======== Given text
19. I have no desire, in making this protest, to compare the
conduct of Mr. Hare with that of any of the other officers in
charge of the North-Eastern district during the Kelly outlawry;
they have been dealt with in the Report of the Commission, in my
opinion, without any more censure than they deserve; and I am,
therefore, more at a loss to understand why Mr. Hare should have
met with such treatment at their hands.
E. J. DIXON.
12th October 1881.
PROTEST B
We must decline signing clauses 3 and 5. We should have
preferred that the motion recommending Mr. Nicolson's
superannuation had not been accompanied by the statement that
“the want of unanimity existing between these officers, ie. Mr.
Nicolson and Mr. Hare, was frequently the means of preventing
concerted action on important occasions, and the interests of
the colony greatly suffered thereby,” inasmuch as we do not
consider that the latter statement is borne out by the evidence,
and a resolution to that effect was moved in the course of the
deliberations on the report. Nor do we see anything in the
evidence to warrant the recommendation that Mr. Hare should be
superannuated.
JAMES GIBB.
GEORGE COLLINS LEVEY.
REPLY TO MR. DIXON'S PROTEST
1. We, the undersigned Commissioners, in submitting a reply to
the statement put forward in the form of a protest by Mr. Dixon,
cannot refrain from expressing our surprise and regret that the
document in question should be found a mere paraphrase of
portions of Superintendent Hare's official report, which has
been the source of so much mischief, and which we have no
hesitation in declaring to be, in its essential features, a mere
tissue of egotism and misrepresentation.
2. Your Commissioners have no desire to question Mr. Hare's
personal courage or determination; the decision arrived at
respecting this officer, we contend, has been based upon much
more important considerations, namely, those of public
expediency and the interest of the service.
3. Before proceeding to traverse the allegations contained in
the official report and reproduced in the protest, we feel it
incumbent upon us to make some reference to Superintendent
Hare's conduct in connection with the present demoralized state
of the police force of the colony.
4. There seems every reason to believe that Superintendent Hare
was throughout in direct collusion with Captain Standish in the
petty and dishonorable persecution to which Mr. Nicolson was
subjected for many years while endeavoring honestly to discharge
his duties to the best of his ability. Superintendent Hare
admits that the late Chief Commissioner consulted him upon
everything; one of the witnesses declared that Superintendent
Hare was regarded as the actual head of the force; under such
circumstances, how can Superintendent Hare be exonerated from
all responsibility for the strained relations that existed
amongst the officers?
5. Captain Standish characterized Mr. Nicolson's reports as
twaddle; Superintendent Hare described them as infernal bosh.
This agreement of opinion is significant when upon examination
those reports are found to deserve a very different appellation.
Had Captain Standish acted properly upon one of those written in
1877, concerning the state of the North-Eastern district, the
Kelly outbreak would probably have been prevented.
================
======== Information given
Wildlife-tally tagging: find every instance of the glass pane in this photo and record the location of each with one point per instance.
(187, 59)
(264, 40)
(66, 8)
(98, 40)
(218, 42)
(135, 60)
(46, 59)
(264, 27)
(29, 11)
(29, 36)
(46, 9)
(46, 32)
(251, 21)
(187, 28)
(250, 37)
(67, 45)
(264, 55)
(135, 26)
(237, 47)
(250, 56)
================
======== Information given
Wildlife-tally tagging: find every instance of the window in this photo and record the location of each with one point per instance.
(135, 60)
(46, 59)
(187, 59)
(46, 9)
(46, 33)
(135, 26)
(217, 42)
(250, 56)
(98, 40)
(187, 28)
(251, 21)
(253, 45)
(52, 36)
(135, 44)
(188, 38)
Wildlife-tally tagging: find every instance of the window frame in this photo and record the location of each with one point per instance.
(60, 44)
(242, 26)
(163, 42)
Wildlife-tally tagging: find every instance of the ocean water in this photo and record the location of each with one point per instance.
================
■ Given task 1 ■
In the Kelly inquiry text, what term did Superintendent Hare use for Mr. Nicolson's reports?
■ Given task 2 ■
Extend the Kelly inquiry text, picking up right after its final sentence.

■ Answer 1 ■
He described them as "infernal bosh."

■ Answer 2 ■
6. Superintendent Hare exhibited a spirit of insubordination to
a superior officer in questioning Mr. Nicolson's dictum
regarding Constable Redding, and in the Assistant Commissioner's
presence coinciding with Captain Standish when the latter was
informed that Constable Gorman was not a suitable man for a
particular station. Further, as showing Superintendent Hare's
regard for the rules of the service, and the respect due to a
superior officer, it may be added that when in the course of the
enquiry Mr. Nicolson forwarded, as a matter of courtesy, a
communication to Mr. Hare, the reply received, after
acknowledging the receipt of the document, was as follows:- “I
would suggest to Mr. Nicolson the advisability of his devoting
his attentions to answering the serious charges preferred by the
witnesses examined before the Commission against himself instead
of attempting to find fault with my conduct. - Francis Hare,
Supt., 26/9/81.”
7. In the personal feuds and jealousies which have marked the
relations of the police officers, Superintendent Hare appears to
have adroitly sheltered himself behind the late Chief
Commissioner. Further, it is notorious that many of the men have
taken sides with the officers, and that a spirit of rivalry and
dissension exists in the lower ranks of the force.
8. Superintendent Hare's position as officer of the depot gave
him many advantages over his brother officers, which he was not
slow to utilize.
9. Your Commissioners cannot too strongly deprecate the action
by Superintendent Hare to override the decision of the political
head of the department, in order to retain his position as
officer of the depot and avoid being sent to Beechworth. With
very questionable taste, and contrary to the regulations of the
service, he applied personally to Sir George Bowen, the Governor
of the colony, whom he met at a coursing meeting, to intercede
for him and have the order for his removal cancelled. While Mr.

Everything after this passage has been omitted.